Rewrite the items starting with the line that contains "Phrase: black insect" and going on through the line that contains "(1149, 860)", with both of those lines included. Keep every Phrase and Observed line unchanged, and multiply each x and y coordinate in the answers by 1.35, rounding to the nearest whole number with halves rounded up.

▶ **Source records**
******************************

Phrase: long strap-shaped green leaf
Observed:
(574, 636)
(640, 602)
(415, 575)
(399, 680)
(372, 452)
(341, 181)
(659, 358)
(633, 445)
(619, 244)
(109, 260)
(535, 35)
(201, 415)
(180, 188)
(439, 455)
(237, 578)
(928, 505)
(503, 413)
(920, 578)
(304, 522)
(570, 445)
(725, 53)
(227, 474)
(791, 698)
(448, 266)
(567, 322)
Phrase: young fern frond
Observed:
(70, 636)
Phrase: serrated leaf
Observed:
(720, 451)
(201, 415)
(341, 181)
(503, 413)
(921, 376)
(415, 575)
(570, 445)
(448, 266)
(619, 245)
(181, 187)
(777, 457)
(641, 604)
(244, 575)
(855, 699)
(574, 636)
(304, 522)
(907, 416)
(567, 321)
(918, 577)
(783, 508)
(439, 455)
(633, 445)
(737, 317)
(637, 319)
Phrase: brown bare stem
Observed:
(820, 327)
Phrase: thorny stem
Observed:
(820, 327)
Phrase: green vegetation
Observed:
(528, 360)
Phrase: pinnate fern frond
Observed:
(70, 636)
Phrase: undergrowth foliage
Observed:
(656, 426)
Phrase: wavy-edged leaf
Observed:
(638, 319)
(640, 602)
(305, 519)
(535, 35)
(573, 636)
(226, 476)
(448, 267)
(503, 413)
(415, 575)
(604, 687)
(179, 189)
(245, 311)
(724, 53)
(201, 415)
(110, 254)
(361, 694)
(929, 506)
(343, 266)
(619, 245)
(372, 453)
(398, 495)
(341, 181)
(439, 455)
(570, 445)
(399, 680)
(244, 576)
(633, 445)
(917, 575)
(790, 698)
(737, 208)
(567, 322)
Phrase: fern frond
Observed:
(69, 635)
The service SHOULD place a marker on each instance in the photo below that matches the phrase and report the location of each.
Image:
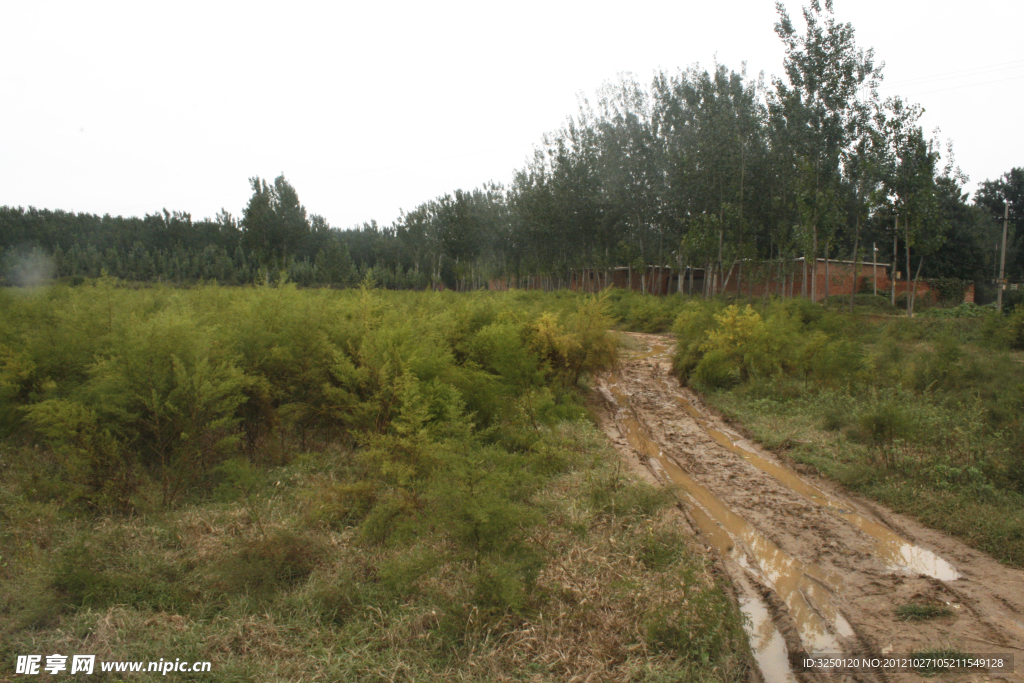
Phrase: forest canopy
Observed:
(698, 169)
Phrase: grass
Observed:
(284, 593)
(915, 611)
(924, 415)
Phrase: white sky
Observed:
(368, 109)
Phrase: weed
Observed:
(915, 611)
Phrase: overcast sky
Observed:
(369, 109)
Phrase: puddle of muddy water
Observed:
(798, 584)
(897, 553)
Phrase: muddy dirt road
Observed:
(815, 569)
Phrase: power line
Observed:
(969, 85)
(975, 71)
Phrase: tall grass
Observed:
(341, 485)
(923, 414)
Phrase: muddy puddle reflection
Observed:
(801, 586)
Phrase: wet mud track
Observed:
(815, 569)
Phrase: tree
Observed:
(819, 112)
(991, 198)
(274, 222)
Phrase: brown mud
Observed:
(816, 569)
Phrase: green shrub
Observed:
(262, 565)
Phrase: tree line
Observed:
(707, 170)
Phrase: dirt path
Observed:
(816, 570)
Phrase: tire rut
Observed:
(815, 569)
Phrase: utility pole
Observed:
(1001, 282)
(875, 266)
(892, 284)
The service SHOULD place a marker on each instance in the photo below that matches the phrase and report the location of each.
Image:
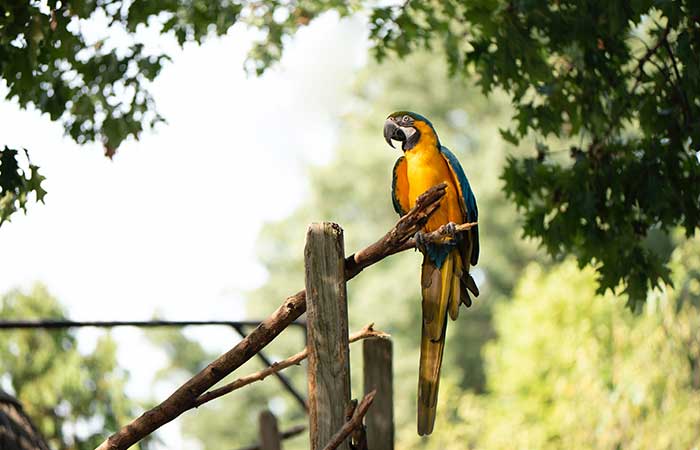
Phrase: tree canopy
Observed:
(606, 93)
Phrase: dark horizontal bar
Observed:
(54, 324)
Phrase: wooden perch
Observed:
(185, 397)
(352, 424)
(367, 332)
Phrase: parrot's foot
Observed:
(421, 241)
(451, 229)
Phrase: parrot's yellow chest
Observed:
(426, 167)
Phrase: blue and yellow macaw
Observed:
(445, 278)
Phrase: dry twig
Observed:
(367, 332)
(185, 397)
(353, 423)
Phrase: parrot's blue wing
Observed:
(468, 199)
(399, 187)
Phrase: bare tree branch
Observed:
(353, 423)
(367, 332)
(185, 397)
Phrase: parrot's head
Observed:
(409, 128)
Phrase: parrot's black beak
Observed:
(393, 131)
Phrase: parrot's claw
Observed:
(421, 242)
(451, 229)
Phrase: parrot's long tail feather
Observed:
(441, 293)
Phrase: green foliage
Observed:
(571, 369)
(388, 294)
(75, 400)
(16, 184)
(615, 82)
(618, 81)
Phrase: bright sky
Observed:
(170, 224)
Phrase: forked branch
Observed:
(185, 397)
(367, 332)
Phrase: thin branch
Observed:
(353, 423)
(58, 324)
(185, 397)
(290, 433)
(367, 332)
(639, 70)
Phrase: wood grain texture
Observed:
(270, 438)
(378, 376)
(327, 328)
(399, 238)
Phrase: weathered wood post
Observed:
(270, 438)
(327, 325)
(379, 421)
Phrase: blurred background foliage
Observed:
(613, 85)
(540, 361)
(74, 397)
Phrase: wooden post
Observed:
(327, 327)
(379, 421)
(270, 438)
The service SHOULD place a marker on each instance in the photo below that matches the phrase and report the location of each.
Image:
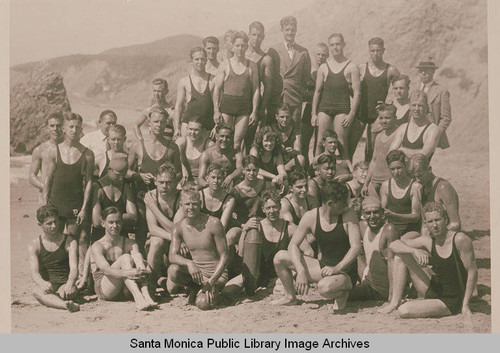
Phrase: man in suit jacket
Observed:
(292, 69)
(438, 99)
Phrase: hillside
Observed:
(453, 35)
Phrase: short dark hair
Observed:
(376, 41)
(110, 210)
(74, 116)
(396, 155)
(45, 212)
(249, 159)
(210, 39)
(334, 190)
(106, 113)
(295, 176)
(288, 20)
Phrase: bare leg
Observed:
(342, 133)
(336, 287)
(325, 122)
(54, 301)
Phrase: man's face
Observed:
(423, 175)
(190, 206)
(299, 189)
(157, 123)
(360, 175)
(165, 183)
(376, 52)
(250, 172)
(255, 37)
(327, 171)
(73, 129)
(54, 127)
(116, 141)
(194, 130)
(239, 47)
(289, 31)
(50, 225)
(385, 119)
(159, 92)
(199, 60)
(212, 49)
(397, 169)
(224, 139)
(401, 90)
(418, 108)
(435, 223)
(330, 145)
(373, 216)
(283, 119)
(271, 210)
(113, 224)
(426, 75)
(106, 122)
(215, 179)
(320, 54)
(336, 46)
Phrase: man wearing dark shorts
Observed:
(206, 273)
(377, 234)
(442, 268)
(339, 246)
(53, 259)
(68, 182)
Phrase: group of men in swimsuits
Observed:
(248, 182)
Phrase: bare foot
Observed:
(72, 307)
(389, 308)
(286, 302)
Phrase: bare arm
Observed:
(179, 105)
(35, 167)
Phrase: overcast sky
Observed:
(41, 29)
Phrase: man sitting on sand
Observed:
(377, 234)
(116, 263)
(53, 262)
(339, 246)
(442, 268)
(206, 273)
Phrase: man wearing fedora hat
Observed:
(438, 99)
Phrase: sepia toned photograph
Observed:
(282, 166)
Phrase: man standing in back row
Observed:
(375, 78)
(293, 63)
(438, 99)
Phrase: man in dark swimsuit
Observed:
(445, 279)
(292, 70)
(339, 246)
(194, 95)
(436, 189)
(211, 46)
(54, 123)
(112, 190)
(68, 183)
(222, 153)
(117, 263)
(53, 258)
(146, 157)
(161, 208)
(424, 134)
(376, 76)
(265, 68)
(205, 274)
(336, 81)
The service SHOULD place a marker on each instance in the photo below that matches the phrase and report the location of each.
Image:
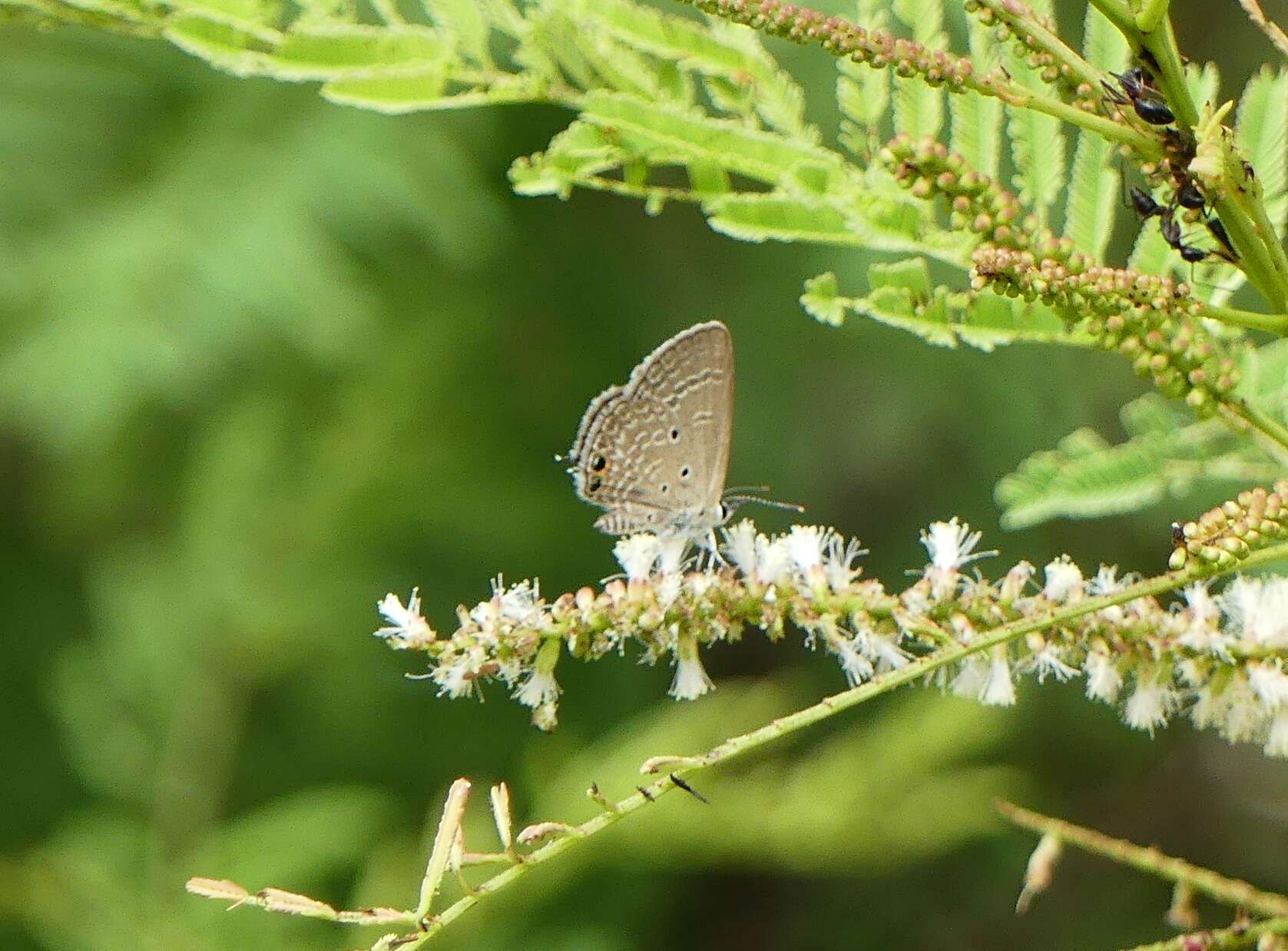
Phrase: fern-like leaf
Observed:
(902, 295)
(1263, 133)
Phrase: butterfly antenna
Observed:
(759, 500)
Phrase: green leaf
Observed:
(578, 152)
(1094, 196)
(977, 129)
(1037, 147)
(245, 13)
(777, 217)
(863, 95)
(719, 49)
(465, 24)
(1166, 455)
(1084, 477)
(1260, 127)
(822, 300)
(902, 295)
(778, 98)
(919, 108)
(353, 51)
(667, 131)
(1094, 190)
(622, 68)
(1103, 45)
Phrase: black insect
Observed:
(1134, 88)
(1144, 203)
(1188, 194)
(1223, 236)
(1171, 230)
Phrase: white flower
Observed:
(538, 690)
(741, 547)
(949, 545)
(1105, 582)
(1276, 744)
(669, 589)
(690, 679)
(671, 555)
(998, 691)
(1269, 683)
(1259, 610)
(1103, 678)
(952, 544)
(637, 555)
(1243, 717)
(519, 603)
(857, 667)
(1016, 580)
(1046, 663)
(881, 651)
(987, 679)
(407, 628)
(455, 679)
(700, 583)
(773, 559)
(839, 565)
(1149, 704)
(1202, 629)
(805, 545)
(972, 678)
(1063, 580)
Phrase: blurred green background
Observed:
(264, 359)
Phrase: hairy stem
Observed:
(1221, 939)
(825, 709)
(1252, 320)
(1149, 860)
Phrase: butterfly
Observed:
(654, 452)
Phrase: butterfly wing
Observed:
(654, 451)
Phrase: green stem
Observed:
(1273, 435)
(1152, 15)
(1220, 939)
(1021, 20)
(825, 709)
(1152, 861)
(1252, 320)
(1256, 258)
(1118, 13)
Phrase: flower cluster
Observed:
(1219, 656)
(1233, 530)
(876, 48)
(1149, 320)
(978, 204)
(1037, 41)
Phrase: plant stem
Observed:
(1273, 435)
(1252, 320)
(1221, 939)
(1021, 20)
(822, 711)
(1272, 30)
(1152, 15)
(1151, 860)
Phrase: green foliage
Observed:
(1166, 455)
(902, 295)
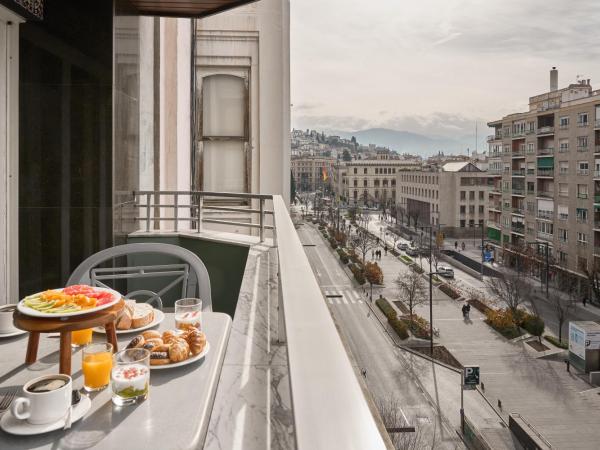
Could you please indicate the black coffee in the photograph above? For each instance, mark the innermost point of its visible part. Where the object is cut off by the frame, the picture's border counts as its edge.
(47, 385)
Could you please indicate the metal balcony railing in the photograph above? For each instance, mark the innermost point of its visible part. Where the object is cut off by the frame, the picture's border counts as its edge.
(548, 215)
(301, 306)
(546, 151)
(545, 130)
(545, 172)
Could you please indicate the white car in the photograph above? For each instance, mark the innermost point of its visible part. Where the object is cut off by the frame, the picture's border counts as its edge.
(445, 271)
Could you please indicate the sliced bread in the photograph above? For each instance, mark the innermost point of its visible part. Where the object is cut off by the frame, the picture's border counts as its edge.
(143, 314)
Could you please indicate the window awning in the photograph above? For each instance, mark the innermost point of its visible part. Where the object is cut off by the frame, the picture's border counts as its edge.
(176, 8)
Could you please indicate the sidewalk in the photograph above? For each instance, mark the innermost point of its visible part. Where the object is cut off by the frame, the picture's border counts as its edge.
(559, 405)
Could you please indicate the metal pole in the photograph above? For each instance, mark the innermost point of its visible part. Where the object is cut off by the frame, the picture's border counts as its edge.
(430, 297)
(462, 408)
(547, 270)
(482, 254)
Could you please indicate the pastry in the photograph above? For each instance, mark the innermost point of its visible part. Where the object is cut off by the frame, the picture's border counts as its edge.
(159, 358)
(196, 340)
(137, 342)
(168, 336)
(124, 321)
(152, 334)
(179, 350)
(155, 341)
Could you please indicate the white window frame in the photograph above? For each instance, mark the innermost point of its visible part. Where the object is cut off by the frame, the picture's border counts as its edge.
(9, 161)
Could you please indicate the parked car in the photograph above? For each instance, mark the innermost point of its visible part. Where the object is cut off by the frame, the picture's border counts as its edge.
(411, 251)
(445, 271)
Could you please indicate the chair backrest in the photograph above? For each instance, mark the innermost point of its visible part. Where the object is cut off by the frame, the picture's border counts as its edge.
(191, 273)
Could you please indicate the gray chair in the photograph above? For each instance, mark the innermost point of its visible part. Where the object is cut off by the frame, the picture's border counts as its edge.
(191, 273)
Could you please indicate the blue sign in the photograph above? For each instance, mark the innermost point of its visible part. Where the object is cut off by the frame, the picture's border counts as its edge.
(488, 255)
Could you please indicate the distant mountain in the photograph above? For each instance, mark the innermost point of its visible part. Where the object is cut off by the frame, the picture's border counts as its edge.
(407, 142)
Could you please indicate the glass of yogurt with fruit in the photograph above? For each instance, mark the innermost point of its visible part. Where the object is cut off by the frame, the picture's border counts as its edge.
(188, 313)
(130, 376)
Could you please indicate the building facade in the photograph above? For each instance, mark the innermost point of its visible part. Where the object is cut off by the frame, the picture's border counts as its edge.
(546, 166)
(312, 173)
(453, 198)
(371, 182)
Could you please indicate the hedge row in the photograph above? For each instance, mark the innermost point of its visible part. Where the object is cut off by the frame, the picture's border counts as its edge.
(358, 274)
(343, 256)
(397, 325)
(449, 291)
(387, 309)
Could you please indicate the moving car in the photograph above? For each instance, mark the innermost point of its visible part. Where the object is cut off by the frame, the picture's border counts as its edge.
(445, 271)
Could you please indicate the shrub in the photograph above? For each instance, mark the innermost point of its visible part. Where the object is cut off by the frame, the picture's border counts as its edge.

******************************

▶ **The answer**
Phrase: black insect
Observed:
(1531, 119)
(1544, 274)
(1604, 262)
(1651, 319)
(1581, 311)
Phrase: white flower
Observed:
(726, 932)
(1000, 738)
(1281, 736)
(1492, 786)
(1723, 1004)
(903, 795)
(932, 917)
(906, 749)
(1347, 933)
(1713, 922)
(1700, 824)
(1489, 915)
(1285, 734)
(860, 749)
(1678, 968)
(701, 814)
(1157, 900)
(1372, 783)
(1412, 895)
(1189, 879)
(1332, 917)
(549, 848)
(614, 917)
(945, 787)
(1044, 755)
(1133, 763)
(1551, 950)
(1623, 849)
(1087, 736)
(1312, 915)
(1435, 783)
Phrase: blurred green background
Observed:
(356, 485)
Phrase: hairy stem
Observed:
(1648, 1268)
(1114, 957)
(1690, 432)
(1551, 1161)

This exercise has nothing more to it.